• Data listing:
==*==
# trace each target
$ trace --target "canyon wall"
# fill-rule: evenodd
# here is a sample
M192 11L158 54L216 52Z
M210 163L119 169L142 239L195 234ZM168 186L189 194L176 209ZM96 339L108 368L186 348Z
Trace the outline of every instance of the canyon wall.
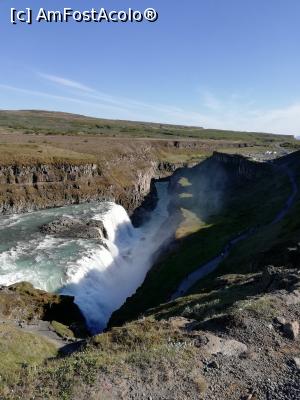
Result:
M255 178L258 171L264 169L264 164L240 155L214 152L212 159L232 167L238 176L246 179ZM121 204L129 214L138 209L138 221L145 209L151 210L155 205L153 180L166 178L180 168L195 164L137 157L106 161L101 165L70 162L0 165L0 213L109 200Z

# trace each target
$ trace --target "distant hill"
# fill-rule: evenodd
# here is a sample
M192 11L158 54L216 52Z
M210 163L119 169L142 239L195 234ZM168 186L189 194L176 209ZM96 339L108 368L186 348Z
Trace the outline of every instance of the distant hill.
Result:
M204 129L202 127L121 121L38 110L0 111L0 132L45 135L99 135L103 137L191 138L273 142L293 140L291 135Z

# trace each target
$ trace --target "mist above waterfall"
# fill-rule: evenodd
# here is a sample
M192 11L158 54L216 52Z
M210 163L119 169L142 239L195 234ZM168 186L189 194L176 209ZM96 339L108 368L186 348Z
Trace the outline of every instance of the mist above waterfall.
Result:
M179 170L171 179L171 202L195 212L203 221L217 215L226 203L230 181L228 170L213 158L193 168Z

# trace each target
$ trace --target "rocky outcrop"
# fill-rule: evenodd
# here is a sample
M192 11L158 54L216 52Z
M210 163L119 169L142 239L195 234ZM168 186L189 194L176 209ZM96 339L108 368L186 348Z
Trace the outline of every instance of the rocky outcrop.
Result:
==*==
• Exercise: Would you copy out the material above exactly, without the pictures in it?

• Reply:
# trace each target
$ trace --target "canyon wall"
# fill-rule: evenodd
# here is a sample
M192 11L158 54L216 52Z
M210 163L119 169L142 239L195 234ZM168 186L189 194L176 209ZM96 339L108 368L186 348Z
Trace the outline of every instance of the canyon wall.
Result:
M255 178L258 171L264 169L264 164L240 155L214 152L212 159L232 167L238 176L246 179ZM121 204L129 214L138 209L138 221L145 209L151 210L155 205L153 180L166 178L180 168L195 164L137 157L106 161L101 165L70 162L0 165L0 213L109 200Z

# trace each target
$ trace --target "distant hill"
# fill-rule: evenodd
# here is a sample
M192 11L158 54L216 52Z
M210 163L119 169L142 239L195 234ZM168 186L189 194L176 209ZM96 339L108 368L186 348Z
Trace the outline of every instance of the distant hill.
Result:
M204 129L202 127L121 121L38 110L0 111L0 132L45 135L99 135L103 137L191 138L273 142L293 140L291 135Z

# trace each target
$ trace --target "mist above waterfall"
# fill-rule: evenodd
# here is a sample
M192 11L158 54L216 52Z
M210 163L119 169L142 239L195 234ZM168 186L189 194L176 209ZM96 339L108 368L186 348Z
Trace the outline of every instance of the mist above waterfall.
Result:
M179 170L171 179L171 202L195 212L203 221L217 215L226 203L230 181L228 170L213 158L193 168Z

# trace each target
$ trace --target "rocky outcrop"
# fill-rule: evenodd
# here is a sample
M192 11L158 54L216 52Z
M210 163L119 169L142 239L195 234ZM168 186L189 194L176 209ZM96 339L108 368L186 348Z
Trace the outline of every instance of the rocky outcrop.
Result:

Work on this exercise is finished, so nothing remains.